Work item: Work out how many lines below contain "harvested", then write only that number.

[Extracted records]
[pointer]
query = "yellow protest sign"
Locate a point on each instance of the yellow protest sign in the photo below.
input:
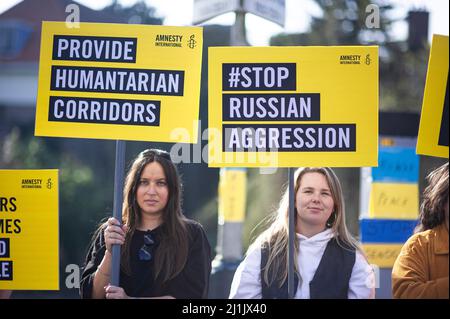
(114, 81)
(394, 200)
(29, 230)
(293, 106)
(232, 192)
(433, 130)
(382, 255)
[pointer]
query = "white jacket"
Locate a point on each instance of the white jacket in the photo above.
(247, 278)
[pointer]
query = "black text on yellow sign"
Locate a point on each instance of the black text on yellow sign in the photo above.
(29, 230)
(433, 130)
(268, 105)
(111, 81)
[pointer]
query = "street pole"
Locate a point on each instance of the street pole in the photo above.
(230, 223)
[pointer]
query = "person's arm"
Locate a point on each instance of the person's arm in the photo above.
(247, 278)
(102, 277)
(96, 274)
(362, 280)
(410, 274)
(113, 292)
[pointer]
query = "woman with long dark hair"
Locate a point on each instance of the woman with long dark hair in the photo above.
(421, 268)
(163, 254)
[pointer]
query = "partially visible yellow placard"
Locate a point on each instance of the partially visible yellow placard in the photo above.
(29, 230)
(433, 130)
(119, 81)
(394, 201)
(382, 255)
(232, 195)
(293, 106)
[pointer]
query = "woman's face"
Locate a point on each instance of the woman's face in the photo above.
(314, 201)
(153, 191)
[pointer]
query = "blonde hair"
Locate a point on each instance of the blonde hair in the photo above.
(435, 198)
(276, 238)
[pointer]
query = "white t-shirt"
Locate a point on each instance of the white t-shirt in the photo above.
(247, 278)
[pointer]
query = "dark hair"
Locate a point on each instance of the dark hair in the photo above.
(435, 198)
(172, 251)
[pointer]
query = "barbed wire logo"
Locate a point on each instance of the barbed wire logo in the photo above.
(49, 183)
(192, 42)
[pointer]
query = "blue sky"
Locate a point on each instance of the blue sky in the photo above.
(298, 13)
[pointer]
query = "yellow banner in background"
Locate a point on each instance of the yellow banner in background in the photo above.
(119, 81)
(232, 195)
(382, 255)
(433, 130)
(293, 106)
(29, 230)
(394, 201)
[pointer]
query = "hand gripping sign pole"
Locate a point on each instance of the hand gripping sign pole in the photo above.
(117, 208)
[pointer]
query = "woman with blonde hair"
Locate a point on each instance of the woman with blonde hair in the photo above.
(328, 260)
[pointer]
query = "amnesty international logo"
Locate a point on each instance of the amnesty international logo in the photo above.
(191, 42)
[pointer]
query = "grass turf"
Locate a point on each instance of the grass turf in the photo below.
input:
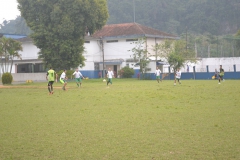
(132, 119)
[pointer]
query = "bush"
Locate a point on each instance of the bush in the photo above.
(126, 72)
(7, 78)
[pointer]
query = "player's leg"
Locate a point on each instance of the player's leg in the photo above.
(111, 80)
(49, 87)
(52, 86)
(80, 82)
(76, 80)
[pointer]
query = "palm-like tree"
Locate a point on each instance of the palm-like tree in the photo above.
(9, 48)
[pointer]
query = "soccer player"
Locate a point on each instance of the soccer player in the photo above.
(51, 75)
(63, 79)
(78, 76)
(158, 74)
(221, 74)
(110, 75)
(177, 76)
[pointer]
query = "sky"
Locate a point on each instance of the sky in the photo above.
(8, 10)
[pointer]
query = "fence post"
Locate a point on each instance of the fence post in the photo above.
(194, 71)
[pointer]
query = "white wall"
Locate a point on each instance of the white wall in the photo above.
(214, 63)
(92, 54)
(118, 50)
(30, 51)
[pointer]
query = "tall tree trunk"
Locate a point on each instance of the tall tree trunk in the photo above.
(196, 50)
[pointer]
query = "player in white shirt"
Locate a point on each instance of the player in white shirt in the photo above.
(158, 74)
(78, 76)
(110, 75)
(63, 79)
(177, 76)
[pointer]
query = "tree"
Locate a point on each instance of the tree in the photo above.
(59, 27)
(176, 53)
(140, 54)
(9, 49)
(13, 51)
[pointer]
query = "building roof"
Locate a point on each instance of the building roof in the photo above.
(131, 29)
(13, 36)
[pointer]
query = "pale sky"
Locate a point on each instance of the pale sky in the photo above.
(8, 10)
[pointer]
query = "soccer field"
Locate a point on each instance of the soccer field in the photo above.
(132, 119)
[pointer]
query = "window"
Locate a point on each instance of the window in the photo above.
(96, 66)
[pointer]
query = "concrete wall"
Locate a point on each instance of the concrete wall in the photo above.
(18, 77)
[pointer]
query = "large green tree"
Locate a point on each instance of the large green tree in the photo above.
(176, 53)
(9, 49)
(59, 27)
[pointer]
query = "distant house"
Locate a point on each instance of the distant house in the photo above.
(109, 47)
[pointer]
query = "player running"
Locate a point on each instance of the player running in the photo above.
(63, 79)
(158, 74)
(51, 75)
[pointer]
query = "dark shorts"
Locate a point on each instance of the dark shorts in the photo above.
(50, 83)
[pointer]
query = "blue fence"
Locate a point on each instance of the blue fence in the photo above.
(151, 76)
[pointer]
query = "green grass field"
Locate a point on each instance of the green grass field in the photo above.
(133, 119)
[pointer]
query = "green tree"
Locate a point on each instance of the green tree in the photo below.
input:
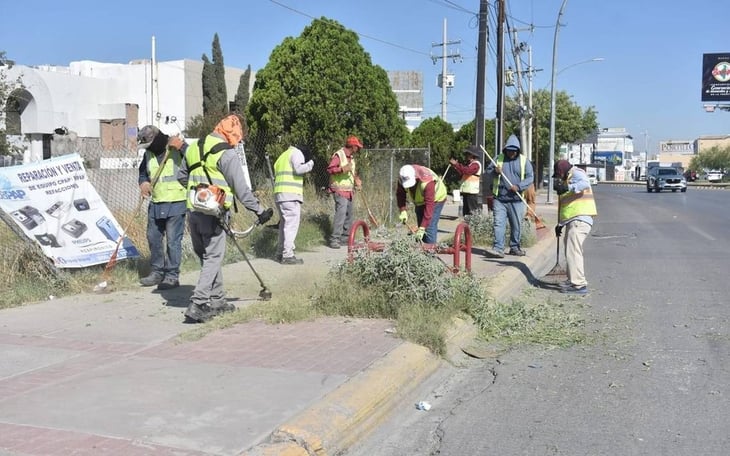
(7, 103)
(215, 96)
(319, 88)
(242, 95)
(439, 135)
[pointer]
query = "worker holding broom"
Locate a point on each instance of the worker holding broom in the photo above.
(344, 180)
(428, 193)
(290, 168)
(212, 173)
(166, 210)
(576, 209)
(471, 173)
(512, 174)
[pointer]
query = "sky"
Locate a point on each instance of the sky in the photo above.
(648, 81)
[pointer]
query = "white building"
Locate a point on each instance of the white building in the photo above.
(104, 103)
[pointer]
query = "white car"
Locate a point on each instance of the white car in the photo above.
(714, 176)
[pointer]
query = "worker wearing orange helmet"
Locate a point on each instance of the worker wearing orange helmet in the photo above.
(428, 194)
(343, 182)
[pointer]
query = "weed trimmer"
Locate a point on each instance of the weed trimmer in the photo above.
(539, 224)
(101, 286)
(265, 293)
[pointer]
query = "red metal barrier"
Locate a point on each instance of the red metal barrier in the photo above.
(462, 243)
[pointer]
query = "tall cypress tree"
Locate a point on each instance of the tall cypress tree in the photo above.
(219, 73)
(242, 95)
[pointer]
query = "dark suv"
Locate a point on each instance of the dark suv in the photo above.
(665, 178)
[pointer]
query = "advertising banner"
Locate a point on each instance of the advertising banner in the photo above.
(716, 77)
(56, 206)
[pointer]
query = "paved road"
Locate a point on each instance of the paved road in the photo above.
(654, 381)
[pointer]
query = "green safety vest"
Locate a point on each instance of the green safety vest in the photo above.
(200, 162)
(470, 182)
(286, 181)
(571, 204)
(343, 181)
(167, 188)
(500, 161)
(425, 176)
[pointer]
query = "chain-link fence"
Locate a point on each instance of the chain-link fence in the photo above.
(114, 175)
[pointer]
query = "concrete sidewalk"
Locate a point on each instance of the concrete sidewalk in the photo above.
(106, 374)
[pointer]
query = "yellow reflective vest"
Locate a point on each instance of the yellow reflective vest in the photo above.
(285, 180)
(204, 163)
(167, 189)
(470, 182)
(343, 181)
(425, 176)
(571, 204)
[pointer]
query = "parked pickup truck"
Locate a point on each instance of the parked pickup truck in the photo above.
(665, 178)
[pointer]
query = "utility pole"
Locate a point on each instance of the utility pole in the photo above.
(445, 81)
(499, 127)
(481, 83)
(518, 48)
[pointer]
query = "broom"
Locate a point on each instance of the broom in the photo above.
(371, 217)
(557, 270)
(101, 286)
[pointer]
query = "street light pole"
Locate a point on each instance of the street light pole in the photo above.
(551, 151)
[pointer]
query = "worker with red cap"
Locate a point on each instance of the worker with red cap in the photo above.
(343, 182)
(428, 194)
(576, 209)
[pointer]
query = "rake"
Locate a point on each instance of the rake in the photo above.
(538, 222)
(105, 275)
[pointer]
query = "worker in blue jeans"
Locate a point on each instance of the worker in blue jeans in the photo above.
(512, 175)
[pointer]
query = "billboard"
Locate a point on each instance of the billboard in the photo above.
(55, 205)
(716, 77)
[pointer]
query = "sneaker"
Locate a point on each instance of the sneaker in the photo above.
(291, 260)
(168, 284)
(199, 313)
(151, 280)
(494, 253)
(222, 306)
(575, 290)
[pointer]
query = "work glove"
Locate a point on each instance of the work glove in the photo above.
(420, 233)
(403, 217)
(561, 187)
(265, 216)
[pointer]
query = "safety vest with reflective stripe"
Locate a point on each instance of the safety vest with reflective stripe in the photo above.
(343, 181)
(197, 167)
(286, 181)
(167, 188)
(500, 161)
(571, 204)
(425, 176)
(470, 182)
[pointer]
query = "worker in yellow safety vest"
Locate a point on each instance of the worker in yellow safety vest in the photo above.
(576, 209)
(428, 193)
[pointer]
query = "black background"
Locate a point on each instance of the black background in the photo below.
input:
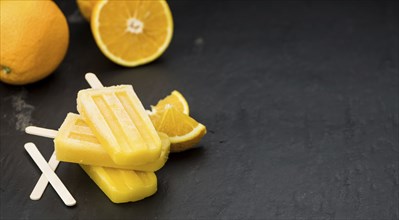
(300, 99)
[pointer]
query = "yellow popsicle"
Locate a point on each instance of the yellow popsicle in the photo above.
(76, 143)
(122, 185)
(120, 123)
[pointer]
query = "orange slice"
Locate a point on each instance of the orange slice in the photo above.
(132, 33)
(184, 132)
(176, 99)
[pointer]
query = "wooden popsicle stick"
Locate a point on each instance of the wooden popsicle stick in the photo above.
(93, 81)
(57, 184)
(43, 132)
(42, 183)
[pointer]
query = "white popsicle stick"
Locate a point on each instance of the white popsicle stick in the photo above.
(93, 81)
(43, 132)
(57, 184)
(42, 183)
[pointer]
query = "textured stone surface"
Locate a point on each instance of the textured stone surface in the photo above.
(300, 99)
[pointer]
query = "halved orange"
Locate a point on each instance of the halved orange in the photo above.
(184, 132)
(176, 99)
(132, 33)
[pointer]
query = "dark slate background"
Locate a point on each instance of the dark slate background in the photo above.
(300, 99)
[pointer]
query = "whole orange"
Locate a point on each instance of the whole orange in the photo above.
(34, 40)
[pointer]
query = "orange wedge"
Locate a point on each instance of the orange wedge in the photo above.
(184, 132)
(176, 99)
(131, 33)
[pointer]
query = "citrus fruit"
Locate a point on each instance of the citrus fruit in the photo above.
(184, 132)
(86, 7)
(176, 99)
(132, 33)
(34, 40)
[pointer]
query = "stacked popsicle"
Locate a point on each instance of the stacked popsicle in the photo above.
(113, 140)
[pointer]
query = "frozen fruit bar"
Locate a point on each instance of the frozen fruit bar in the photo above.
(122, 185)
(76, 143)
(120, 123)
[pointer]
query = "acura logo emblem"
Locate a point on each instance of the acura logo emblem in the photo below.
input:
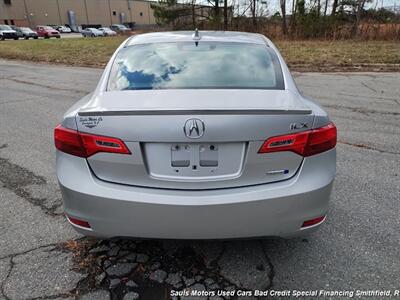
(194, 128)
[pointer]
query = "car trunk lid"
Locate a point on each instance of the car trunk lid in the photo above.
(232, 126)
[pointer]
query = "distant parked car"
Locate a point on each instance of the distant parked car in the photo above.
(107, 31)
(91, 32)
(63, 29)
(47, 32)
(119, 28)
(28, 33)
(6, 32)
(17, 30)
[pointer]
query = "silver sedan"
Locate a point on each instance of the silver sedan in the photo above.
(91, 32)
(196, 135)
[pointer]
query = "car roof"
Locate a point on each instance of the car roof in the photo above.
(184, 36)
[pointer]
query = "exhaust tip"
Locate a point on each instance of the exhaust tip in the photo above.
(78, 222)
(313, 222)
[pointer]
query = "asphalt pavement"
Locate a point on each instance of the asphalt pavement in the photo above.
(42, 257)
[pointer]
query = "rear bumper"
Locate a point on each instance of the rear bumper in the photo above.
(275, 209)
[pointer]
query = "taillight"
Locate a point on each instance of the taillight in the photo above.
(304, 143)
(84, 144)
(313, 222)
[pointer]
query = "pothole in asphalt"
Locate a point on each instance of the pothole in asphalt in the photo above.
(151, 269)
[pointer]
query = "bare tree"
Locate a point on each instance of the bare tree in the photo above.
(360, 8)
(253, 4)
(334, 7)
(326, 7)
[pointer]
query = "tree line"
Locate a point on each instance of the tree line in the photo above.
(295, 19)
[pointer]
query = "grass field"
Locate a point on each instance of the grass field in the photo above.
(300, 55)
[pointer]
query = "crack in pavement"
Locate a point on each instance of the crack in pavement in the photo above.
(369, 97)
(23, 182)
(145, 267)
(367, 147)
(43, 85)
(361, 110)
(368, 87)
(42, 253)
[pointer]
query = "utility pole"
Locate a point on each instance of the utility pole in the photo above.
(27, 14)
(87, 15)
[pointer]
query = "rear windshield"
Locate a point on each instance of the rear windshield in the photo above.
(190, 65)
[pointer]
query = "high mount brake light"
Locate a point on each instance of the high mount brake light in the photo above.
(304, 143)
(84, 144)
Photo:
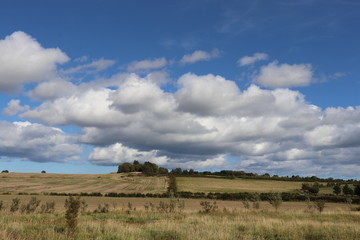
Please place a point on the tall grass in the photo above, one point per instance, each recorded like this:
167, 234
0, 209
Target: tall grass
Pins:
140, 224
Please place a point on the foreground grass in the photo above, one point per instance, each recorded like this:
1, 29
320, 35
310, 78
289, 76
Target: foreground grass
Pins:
233, 224
71, 183
200, 184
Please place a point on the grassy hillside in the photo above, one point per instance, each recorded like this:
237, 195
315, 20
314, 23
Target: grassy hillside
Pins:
293, 221
76, 183
198, 184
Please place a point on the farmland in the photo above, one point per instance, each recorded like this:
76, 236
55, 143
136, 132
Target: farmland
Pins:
201, 184
75, 183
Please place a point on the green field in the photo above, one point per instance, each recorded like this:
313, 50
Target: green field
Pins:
231, 221
204, 184
75, 183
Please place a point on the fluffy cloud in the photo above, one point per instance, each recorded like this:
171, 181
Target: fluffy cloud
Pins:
276, 75
14, 107
117, 153
248, 60
36, 142
147, 64
23, 59
199, 55
204, 122
52, 89
93, 67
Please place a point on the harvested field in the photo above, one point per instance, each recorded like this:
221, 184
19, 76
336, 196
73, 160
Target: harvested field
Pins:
76, 183
199, 184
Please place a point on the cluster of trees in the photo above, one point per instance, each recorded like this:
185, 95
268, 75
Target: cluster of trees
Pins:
147, 168
346, 189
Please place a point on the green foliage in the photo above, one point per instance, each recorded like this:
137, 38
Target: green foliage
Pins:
31, 206
208, 207
2, 205
72, 206
275, 200
48, 207
126, 167
102, 208
313, 189
15, 205
337, 189
347, 190
172, 188
320, 205
357, 190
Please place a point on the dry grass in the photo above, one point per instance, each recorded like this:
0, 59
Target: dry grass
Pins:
291, 222
199, 184
75, 183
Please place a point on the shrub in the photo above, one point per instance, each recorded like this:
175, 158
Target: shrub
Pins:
102, 208
15, 205
275, 200
320, 205
2, 205
48, 207
208, 207
31, 206
72, 206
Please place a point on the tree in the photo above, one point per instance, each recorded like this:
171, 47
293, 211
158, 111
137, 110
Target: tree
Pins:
347, 190
72, 206
337, 189
275, 200
126, 167
357, 190
150, 168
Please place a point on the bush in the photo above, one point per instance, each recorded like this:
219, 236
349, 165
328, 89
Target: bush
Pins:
275, 200
15, 205
48, 207
102, 208
320, 205
72, 206
31, 206
208, 207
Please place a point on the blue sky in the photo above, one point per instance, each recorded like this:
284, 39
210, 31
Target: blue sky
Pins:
262, 86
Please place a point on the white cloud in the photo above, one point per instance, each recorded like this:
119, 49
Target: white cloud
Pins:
93, 67
118, 153
37, 143
23, 60
14, 107
200, 55
147, 64
284, 75
52, 89
205, 120
248, 60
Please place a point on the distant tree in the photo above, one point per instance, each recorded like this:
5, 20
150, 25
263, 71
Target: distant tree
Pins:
357, 190
126, 167
150, 168
163, 170
176, 171
347, 190
337, 189
275, 200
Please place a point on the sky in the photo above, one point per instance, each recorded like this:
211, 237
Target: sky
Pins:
254, 85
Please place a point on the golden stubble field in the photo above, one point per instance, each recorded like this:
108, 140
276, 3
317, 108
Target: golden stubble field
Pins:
76, 183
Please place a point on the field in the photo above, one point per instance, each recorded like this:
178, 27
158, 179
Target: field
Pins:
293, 221
200, 184
76, 183
230, 220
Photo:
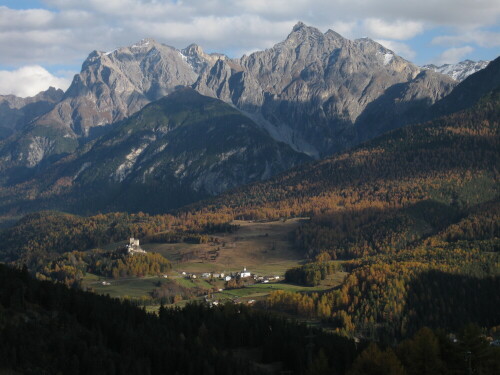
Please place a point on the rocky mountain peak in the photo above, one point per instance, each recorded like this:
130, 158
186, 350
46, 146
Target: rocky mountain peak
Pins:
301, 32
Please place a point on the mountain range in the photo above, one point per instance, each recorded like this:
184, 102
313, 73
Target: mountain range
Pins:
307, 97
461, 70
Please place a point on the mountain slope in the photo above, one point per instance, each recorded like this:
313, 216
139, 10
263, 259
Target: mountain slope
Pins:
180, 148
468, 92
453, 160
16, 112
320, 92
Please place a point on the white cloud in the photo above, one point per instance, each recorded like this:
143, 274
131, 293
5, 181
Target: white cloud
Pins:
399, 30
67, 32
29, 81
400, 48
481, 38
453, 55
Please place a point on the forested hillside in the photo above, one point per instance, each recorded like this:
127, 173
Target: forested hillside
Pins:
413, 216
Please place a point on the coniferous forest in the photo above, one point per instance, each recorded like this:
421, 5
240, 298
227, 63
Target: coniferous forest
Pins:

Output for this exercise: 2